• Tugas A
Menurut berita tentang bus listrik, berapa persen emisi gas rumah kaca di 11 kota bisa berkurang pada 2030?
• Tugas B
Lanjutkan berita tentang bus listrik dan emisi gas rumah kaca setelah kalimat terakhirnya.

• Bacaan

* * * *

JAKARTA, KOMPAS.com — Penggunaan bus listrik dalam transportasi publik berpotensi signifikan menurunkan emisi gas rumah kaca (GRK).
Berdasarkan penelitian Institute for Transportation and Development Policy (ITDP) Indonesia, penerapan bus listrik di 11 kota bisa mengurangi emisi GRK hingga 24 persen pada 2030, setara sekitar 900.000 ton CO2 atau seperti menanam 3,6 juta pohon yang tumbuh selama sepuluh tahun.
Namun, manfaat lingkungan ini dinilai belum cukup menjamin keberlanjutan. Tanpa komitmen dan dukungan kebijakan yang menyeluruh, program elektrifikasi berisiko menjadi tren sesaat yang mahal, tanpa menjawab krisis mobilitas dan iklim secara struktural.
“Setiap kota punya tantangan berbeda. Pendekatan implementasi harus sesuai dengan kondisi lokal,” tulis ITDP dalam laporannya, Sabtu (5/7/2025).

* * * *

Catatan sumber
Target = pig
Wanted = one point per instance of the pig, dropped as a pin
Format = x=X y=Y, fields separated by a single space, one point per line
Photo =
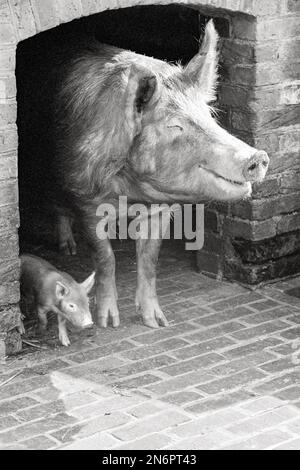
x=55 y=291
x=131 y=125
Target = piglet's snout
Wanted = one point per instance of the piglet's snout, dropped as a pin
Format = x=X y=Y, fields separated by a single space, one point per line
x=87 y=324
x=256 y=167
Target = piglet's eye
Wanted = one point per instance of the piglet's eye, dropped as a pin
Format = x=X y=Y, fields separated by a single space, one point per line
x=176 y=126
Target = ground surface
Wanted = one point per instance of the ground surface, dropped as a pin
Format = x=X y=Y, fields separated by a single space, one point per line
x=225 y=374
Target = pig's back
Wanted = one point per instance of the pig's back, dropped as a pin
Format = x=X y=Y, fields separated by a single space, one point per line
x=36 y=274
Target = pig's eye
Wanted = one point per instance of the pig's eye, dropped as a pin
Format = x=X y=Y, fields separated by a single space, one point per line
x=176 y=126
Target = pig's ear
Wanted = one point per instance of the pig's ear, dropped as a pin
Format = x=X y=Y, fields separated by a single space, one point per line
x=202 y=69
x=88 y=283
x=61 y=290
x=142 y=91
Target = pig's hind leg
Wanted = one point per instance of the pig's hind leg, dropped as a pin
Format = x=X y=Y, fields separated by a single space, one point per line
x=66 y=241
x=104 y=261
x=146 y=301
x=62 y=331
x=42 y=316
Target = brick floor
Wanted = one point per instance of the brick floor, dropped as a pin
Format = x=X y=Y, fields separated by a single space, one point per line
x=224 y=375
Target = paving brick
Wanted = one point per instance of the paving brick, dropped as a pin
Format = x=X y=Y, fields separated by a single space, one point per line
x=9 y=406
x=260 y=330
x=209 y=333
x=236 y=301
x=195 y=363
x=39 y=443
x=261 y=404
x=208 y=423
x=293 y=333
x=152 y=441
x=14 y=389
x=141 y=366
x=278 y=366
x=96 y=353
x=98 y=441
x=182 y=398
x=202 y=348
x=252 y=347
x=155 y=424
x=239 y=365
x=88 y=428
x=159 y=335
x=41 y=411
x=208 y=441
x=8 y=422
x=108 y=405
x=263 y=421
x=136 y=382
x=35 y=428
x=224 y=401
x=260 y=441
x=278 y=383
x=291 y=393
x=221 y=317
x=264 y=305
x=180 y=383
x=294 y=444
x=145 y=409
x=243 y=378
x=273 y=314
x=144 y=352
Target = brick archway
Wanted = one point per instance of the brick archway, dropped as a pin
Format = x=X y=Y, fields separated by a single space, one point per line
x=250 y=241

* * * *

• Hasil A
Hingga 24 persen.

• Hasil B
ITDP mencatat sejumlah hambatan mendasar dalam upaya elektrifikasi transportasi publik. Di banyak kota, kapasitas fiskal terbatas, otoritas transportasi belum mapan, dan koordinasi antar lembaga lemah.
Sementara di tingkat nasional, tidak adanya target yang mengikat dan kebijakan yang tidak konsisten membuat transisi dari bus berbahan bakar fosil menjadi bus listrik berjalan lambat.
Baca juga: 70 Bus Listrik dari China Tiba, Damri Perkuat Transportasi Hijau
Kota Jakarta kerap disebut sebagai pelopor elektrifikasi transportasi publik dengan uji coba Transjakarta pada 2019. Sejak 2022, ITDP melakukan pendampingan dan evaluasi untuk memastikan kinerja serta pembelajaran awal dari implementasi bus listrik terdokumentasi dengan baik.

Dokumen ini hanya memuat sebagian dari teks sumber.